**Task to carry out**
Identify each line of the material below that contains the word "scrub" and copy those lines out.

**Extracted data**

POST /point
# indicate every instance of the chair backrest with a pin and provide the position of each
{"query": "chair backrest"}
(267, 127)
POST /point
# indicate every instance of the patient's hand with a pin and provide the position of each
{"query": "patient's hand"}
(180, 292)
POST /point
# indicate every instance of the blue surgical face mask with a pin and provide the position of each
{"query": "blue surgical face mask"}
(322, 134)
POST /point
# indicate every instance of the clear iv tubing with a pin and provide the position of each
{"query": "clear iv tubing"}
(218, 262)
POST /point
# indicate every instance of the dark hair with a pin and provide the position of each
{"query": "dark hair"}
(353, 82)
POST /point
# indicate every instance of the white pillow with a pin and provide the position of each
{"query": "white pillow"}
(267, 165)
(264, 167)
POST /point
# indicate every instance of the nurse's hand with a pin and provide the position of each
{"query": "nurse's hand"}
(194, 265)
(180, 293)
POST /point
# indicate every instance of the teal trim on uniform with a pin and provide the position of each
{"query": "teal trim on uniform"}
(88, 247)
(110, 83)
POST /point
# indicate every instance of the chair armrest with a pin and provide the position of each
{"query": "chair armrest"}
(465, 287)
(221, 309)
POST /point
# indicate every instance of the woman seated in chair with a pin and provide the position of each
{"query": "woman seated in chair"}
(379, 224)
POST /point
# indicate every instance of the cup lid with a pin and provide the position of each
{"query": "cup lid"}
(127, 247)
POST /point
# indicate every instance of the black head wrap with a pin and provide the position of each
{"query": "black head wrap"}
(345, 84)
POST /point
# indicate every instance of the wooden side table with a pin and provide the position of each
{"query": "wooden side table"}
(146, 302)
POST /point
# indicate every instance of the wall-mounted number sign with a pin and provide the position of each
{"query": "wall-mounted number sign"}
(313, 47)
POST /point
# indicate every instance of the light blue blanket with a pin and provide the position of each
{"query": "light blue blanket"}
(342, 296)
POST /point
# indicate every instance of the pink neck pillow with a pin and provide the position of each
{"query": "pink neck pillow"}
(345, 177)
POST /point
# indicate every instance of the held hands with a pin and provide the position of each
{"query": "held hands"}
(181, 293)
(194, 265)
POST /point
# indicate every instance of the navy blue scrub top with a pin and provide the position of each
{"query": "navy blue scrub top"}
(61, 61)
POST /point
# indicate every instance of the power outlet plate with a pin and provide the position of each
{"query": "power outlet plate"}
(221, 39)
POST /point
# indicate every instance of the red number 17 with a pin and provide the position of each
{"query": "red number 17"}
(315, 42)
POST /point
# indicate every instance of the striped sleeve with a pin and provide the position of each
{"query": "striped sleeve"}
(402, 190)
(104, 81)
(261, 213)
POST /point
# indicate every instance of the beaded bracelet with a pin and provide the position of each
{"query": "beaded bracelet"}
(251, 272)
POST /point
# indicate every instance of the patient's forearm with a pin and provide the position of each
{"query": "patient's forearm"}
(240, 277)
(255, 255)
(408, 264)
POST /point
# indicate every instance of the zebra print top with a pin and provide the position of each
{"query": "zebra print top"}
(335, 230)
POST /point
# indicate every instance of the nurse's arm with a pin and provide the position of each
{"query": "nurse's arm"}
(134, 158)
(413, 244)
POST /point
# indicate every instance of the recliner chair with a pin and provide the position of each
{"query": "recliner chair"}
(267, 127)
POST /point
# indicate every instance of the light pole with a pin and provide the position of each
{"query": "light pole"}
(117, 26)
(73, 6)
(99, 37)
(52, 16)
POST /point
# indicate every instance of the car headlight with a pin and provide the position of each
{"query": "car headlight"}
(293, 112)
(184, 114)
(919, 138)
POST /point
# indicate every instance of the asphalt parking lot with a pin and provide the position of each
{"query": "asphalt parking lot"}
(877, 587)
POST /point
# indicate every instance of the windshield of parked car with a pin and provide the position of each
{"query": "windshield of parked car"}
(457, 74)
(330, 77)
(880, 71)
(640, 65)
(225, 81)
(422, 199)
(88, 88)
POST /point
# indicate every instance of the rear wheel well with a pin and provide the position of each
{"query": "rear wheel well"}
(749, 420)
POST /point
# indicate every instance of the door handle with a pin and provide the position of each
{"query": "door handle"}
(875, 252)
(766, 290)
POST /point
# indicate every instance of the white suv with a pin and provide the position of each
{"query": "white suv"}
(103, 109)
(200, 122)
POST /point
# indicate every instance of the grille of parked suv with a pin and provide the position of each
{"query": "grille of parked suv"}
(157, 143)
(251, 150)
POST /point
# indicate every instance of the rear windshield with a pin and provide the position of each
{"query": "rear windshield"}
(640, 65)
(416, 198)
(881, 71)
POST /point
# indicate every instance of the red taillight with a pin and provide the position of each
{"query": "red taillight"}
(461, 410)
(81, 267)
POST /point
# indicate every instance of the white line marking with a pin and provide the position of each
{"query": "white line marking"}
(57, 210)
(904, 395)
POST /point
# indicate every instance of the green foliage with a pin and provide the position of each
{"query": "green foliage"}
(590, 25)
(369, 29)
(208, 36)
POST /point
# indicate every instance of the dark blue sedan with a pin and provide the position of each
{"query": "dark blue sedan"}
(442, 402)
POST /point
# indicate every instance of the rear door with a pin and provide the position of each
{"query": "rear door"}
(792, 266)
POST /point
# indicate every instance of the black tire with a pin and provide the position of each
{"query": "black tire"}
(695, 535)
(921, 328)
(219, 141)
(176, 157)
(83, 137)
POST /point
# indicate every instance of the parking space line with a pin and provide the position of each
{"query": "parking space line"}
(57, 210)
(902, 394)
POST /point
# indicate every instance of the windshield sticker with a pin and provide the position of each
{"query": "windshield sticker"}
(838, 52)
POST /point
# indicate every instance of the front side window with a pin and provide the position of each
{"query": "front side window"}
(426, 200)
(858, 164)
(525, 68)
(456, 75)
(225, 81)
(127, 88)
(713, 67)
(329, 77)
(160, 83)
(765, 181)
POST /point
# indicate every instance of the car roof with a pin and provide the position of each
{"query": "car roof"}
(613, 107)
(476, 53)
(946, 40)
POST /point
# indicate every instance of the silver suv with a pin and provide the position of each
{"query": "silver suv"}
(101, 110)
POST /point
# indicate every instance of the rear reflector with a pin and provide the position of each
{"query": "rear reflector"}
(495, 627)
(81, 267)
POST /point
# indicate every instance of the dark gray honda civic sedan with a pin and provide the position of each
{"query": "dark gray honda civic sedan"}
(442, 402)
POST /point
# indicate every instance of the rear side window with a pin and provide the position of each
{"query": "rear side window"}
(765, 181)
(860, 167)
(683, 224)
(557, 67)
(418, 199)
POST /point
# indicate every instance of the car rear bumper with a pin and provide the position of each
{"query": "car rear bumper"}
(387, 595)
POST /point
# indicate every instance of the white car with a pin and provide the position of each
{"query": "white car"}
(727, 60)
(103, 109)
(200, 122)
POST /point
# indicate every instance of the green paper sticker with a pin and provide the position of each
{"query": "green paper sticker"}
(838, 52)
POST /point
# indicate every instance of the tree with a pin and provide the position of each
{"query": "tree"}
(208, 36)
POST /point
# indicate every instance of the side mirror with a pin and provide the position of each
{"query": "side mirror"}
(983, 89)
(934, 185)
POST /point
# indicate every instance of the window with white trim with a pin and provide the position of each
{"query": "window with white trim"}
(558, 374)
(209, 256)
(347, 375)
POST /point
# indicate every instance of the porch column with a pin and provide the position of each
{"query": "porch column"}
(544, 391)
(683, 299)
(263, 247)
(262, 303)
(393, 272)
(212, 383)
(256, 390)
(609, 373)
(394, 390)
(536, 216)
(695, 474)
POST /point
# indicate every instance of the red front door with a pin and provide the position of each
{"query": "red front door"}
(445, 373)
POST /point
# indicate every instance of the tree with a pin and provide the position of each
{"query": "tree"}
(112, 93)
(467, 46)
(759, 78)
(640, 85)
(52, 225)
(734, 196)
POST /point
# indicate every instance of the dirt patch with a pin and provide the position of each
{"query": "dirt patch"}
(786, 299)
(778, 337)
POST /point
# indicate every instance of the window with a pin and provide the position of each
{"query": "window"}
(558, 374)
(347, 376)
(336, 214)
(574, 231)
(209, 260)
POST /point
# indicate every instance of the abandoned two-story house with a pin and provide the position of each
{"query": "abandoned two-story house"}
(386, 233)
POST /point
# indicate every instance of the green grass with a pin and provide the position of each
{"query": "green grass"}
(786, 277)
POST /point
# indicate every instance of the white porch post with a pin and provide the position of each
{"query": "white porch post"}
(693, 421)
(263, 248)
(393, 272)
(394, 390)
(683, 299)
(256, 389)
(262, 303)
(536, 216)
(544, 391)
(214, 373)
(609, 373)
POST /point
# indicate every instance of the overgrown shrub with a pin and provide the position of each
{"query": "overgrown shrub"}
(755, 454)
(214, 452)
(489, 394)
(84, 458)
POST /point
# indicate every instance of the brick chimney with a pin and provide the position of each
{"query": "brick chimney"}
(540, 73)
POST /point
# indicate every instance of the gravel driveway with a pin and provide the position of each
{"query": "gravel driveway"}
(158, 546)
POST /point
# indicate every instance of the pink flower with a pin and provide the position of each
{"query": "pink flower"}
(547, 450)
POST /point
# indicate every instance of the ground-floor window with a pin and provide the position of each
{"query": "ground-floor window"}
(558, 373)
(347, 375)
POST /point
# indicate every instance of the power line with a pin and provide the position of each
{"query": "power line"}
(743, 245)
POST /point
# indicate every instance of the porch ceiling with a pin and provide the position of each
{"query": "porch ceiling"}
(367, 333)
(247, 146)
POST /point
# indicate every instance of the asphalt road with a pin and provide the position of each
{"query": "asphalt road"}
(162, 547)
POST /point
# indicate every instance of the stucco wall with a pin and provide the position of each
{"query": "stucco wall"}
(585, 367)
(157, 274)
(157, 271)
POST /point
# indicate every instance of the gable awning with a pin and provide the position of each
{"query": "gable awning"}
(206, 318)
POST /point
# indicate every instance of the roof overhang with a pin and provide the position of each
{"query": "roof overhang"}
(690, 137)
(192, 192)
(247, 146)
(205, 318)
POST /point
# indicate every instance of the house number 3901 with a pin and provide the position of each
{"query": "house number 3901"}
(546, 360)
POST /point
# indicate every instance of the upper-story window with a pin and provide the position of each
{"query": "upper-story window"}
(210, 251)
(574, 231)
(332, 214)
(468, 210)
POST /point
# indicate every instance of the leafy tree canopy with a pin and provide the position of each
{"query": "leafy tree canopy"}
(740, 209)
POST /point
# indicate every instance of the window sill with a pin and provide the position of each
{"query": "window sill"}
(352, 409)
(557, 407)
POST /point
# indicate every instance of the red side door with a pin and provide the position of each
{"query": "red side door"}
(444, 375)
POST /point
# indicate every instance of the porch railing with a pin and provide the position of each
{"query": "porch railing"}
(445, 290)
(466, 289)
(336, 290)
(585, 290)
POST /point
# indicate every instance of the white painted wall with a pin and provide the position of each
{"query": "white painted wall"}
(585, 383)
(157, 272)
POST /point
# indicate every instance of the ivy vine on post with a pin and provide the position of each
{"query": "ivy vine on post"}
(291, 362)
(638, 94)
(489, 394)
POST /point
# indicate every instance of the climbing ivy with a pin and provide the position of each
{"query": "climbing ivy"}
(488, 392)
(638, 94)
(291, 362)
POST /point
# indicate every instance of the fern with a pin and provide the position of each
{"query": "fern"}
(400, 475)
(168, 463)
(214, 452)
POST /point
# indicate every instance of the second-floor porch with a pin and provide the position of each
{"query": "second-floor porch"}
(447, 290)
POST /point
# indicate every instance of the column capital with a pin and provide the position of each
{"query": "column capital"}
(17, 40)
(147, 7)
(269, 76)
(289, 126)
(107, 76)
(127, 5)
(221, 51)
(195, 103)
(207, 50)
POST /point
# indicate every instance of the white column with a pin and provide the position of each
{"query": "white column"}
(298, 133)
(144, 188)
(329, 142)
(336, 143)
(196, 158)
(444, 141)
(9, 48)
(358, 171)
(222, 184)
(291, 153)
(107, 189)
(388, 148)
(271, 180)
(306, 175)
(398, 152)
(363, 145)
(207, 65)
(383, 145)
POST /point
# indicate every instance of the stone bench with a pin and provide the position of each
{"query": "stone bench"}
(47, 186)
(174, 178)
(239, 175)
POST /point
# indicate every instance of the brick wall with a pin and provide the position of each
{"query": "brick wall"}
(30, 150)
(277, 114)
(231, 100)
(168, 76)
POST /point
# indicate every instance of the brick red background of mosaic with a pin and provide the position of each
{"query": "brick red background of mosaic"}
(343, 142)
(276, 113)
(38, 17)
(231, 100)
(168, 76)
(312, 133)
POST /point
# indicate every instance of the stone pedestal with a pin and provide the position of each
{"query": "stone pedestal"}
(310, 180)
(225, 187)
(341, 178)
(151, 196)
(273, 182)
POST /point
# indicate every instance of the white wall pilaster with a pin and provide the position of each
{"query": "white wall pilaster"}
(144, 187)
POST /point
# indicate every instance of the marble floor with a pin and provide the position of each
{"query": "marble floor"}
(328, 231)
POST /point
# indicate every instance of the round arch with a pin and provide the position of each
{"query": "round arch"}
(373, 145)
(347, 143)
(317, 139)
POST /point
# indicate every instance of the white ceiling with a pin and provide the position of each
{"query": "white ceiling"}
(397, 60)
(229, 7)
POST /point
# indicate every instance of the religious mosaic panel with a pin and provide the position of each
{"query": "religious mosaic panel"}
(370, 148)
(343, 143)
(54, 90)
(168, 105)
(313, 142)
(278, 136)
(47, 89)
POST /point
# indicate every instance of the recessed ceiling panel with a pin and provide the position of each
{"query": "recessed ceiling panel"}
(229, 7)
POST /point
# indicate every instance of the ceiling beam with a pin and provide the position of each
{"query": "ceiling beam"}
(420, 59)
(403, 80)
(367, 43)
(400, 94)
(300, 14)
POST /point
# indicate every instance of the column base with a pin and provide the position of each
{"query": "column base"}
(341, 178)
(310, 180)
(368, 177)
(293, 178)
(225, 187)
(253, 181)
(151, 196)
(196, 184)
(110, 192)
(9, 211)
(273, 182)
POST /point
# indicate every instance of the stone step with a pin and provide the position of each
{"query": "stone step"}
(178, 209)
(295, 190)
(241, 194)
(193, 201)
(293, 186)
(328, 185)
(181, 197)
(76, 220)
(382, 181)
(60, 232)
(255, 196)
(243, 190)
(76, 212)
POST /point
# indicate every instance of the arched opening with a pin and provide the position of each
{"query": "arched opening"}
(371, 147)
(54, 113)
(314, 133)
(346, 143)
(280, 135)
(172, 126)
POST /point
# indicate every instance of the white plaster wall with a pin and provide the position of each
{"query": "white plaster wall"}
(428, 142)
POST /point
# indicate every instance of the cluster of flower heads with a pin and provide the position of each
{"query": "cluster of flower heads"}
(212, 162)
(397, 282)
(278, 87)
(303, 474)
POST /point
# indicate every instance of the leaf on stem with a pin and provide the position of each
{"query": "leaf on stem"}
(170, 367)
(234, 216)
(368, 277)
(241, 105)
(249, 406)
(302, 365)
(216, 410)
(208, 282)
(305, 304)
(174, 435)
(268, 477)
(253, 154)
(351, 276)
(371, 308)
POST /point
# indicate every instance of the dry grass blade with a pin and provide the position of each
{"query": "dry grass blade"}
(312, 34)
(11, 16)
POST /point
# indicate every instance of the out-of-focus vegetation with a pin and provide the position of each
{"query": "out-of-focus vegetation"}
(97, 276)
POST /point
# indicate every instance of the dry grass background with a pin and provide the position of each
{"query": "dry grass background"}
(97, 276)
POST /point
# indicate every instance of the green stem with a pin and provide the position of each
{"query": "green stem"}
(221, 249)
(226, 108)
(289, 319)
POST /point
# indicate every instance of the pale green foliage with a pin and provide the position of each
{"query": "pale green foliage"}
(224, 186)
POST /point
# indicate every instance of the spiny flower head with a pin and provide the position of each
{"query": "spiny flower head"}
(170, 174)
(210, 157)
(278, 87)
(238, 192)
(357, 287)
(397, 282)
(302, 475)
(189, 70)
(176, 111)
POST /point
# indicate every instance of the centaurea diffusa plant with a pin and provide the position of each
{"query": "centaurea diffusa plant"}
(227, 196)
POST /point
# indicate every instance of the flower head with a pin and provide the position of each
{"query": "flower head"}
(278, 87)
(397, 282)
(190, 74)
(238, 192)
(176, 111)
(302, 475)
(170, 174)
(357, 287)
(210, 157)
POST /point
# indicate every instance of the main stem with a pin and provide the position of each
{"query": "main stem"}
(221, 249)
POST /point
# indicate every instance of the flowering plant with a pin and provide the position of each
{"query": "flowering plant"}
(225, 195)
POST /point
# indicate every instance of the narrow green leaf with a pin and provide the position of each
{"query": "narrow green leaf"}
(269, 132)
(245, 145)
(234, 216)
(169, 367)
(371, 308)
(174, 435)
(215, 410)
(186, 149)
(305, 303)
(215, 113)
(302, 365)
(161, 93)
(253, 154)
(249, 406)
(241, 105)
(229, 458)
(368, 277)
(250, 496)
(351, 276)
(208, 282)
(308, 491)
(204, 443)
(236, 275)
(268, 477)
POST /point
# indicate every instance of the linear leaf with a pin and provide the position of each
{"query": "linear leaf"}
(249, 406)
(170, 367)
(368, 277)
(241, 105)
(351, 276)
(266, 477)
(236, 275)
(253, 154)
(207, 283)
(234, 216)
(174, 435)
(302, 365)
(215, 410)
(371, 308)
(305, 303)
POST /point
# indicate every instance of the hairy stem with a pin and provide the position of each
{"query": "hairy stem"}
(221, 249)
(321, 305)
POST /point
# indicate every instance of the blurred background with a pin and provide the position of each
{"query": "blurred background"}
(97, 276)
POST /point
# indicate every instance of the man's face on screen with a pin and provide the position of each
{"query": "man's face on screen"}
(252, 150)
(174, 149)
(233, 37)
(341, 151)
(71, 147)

**Task answer**
# indicate every instance of the navy blue scrub top with a pin and provide the position of each
{"query": "navy blue scrub top"}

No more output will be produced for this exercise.